■ Challenge
Quote each line exactly, from the line that contains "Mark each instance of the bush" down to the last line of the listing, and no other lines.

Entries from a point annotation set:

____________

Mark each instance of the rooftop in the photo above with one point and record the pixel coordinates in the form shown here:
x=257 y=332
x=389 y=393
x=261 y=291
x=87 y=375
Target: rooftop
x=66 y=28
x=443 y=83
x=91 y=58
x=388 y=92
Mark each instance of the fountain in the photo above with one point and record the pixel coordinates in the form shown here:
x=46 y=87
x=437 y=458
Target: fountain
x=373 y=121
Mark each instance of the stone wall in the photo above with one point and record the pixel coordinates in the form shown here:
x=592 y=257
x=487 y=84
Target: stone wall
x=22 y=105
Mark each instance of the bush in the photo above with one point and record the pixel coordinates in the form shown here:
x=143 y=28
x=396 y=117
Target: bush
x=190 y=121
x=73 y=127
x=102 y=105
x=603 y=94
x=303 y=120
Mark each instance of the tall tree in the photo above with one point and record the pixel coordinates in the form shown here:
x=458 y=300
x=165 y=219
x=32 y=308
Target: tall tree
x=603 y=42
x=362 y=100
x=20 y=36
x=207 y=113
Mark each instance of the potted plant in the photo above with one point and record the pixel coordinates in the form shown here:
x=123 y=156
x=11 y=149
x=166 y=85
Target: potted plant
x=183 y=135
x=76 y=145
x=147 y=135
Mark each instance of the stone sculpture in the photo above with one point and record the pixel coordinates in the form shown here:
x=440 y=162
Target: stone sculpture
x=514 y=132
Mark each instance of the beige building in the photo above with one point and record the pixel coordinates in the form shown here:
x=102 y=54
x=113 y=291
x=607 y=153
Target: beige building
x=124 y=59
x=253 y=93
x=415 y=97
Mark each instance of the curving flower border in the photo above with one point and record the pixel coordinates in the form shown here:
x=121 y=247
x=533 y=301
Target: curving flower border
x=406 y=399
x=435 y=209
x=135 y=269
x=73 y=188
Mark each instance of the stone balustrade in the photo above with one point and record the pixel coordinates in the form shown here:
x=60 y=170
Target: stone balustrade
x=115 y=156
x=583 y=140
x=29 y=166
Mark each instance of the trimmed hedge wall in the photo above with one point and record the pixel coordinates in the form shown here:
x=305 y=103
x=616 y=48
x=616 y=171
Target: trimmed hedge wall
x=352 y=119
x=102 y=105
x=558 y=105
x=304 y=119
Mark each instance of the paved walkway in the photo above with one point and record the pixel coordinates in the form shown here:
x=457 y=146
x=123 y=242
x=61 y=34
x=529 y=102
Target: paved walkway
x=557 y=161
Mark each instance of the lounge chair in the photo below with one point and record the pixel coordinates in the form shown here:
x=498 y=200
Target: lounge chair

____________

■ Written answer
Mark each instance of the bush in the photo above with one point and record the pixel coordinates in the form shown here:
x=143 y=28
x=396 y=117
Target: bush
x=190 y=121
x=73 y=127
x=102 y=105
x=603 y=94
x=303 y=120
Mark each instance of the tall tree in the photo above with one point and record the pixel coordinates in the form shown here:
x=458 y=300
x=165 y=219
x=32 y=308
Target: tall tree
x=603 y=42
x=362 y=100
x=20 y=36
x=207 y=113
Mark each instance of the potted plant in the photo above with one point and record the pixel coordinates in the form shown here:
x=123 y=156
x=11 y=149
x=166 y=85
Target: potted plant
x=183 y=135
x=76 y=145
x=147 y=135
Mark each instance of the stone sculpture in the photo above with one point and record the pixel coordinates in the form shown here:
x=440 y=162
Target: stone sculpture
x=514 y=132
Mark each instance of the beige building in the photo above with one point and record the pixel coordinates in the form shown here:
x=102 y=54
x=113 y=291
x=607 y=153
Target: beige building
x=124 y=59
x=253 y=93
x=415 y=97
Mark each instance of the curving flower border in the photo above with one point and record the pixel coordinates in the form shown here:
x=121 y=247
x=533 y=301
Target: curving flower border
x=406 y=399
x=435 y=209
x=135 y=269
x=73 y=188
Mark each instance of the stone balustrade in the photo above with one point and record the pixel coordinates in the form shown here:
x=60 y=170
Target: stone balustrade
x=115 y=156
x=583 y=140
x=29 y=166
Mark each instance of the trimmed hedge wall in the photo above with one point and record the pixel coordinates in the form shown here:
x=305 y=103
x=616 y=48
x=616 y=171
Target: trimmed hedge wall
x=352 y=119
x=102 y=105
x=558 y=105
x=304 y=119
Mark each instance of the paved walkway in the photo above with one point and record the pixel coordinates in the form shown here:
x=457 y=146
x=123 y=242
x=61 y=34
x=529 y=102
Target: paved walkway
x=557 y=161
Mark each instance of the lounge chair in the photo below with one point and record the pixel coordinates in the form shown here:
x=498 y=200
Target: lounge chair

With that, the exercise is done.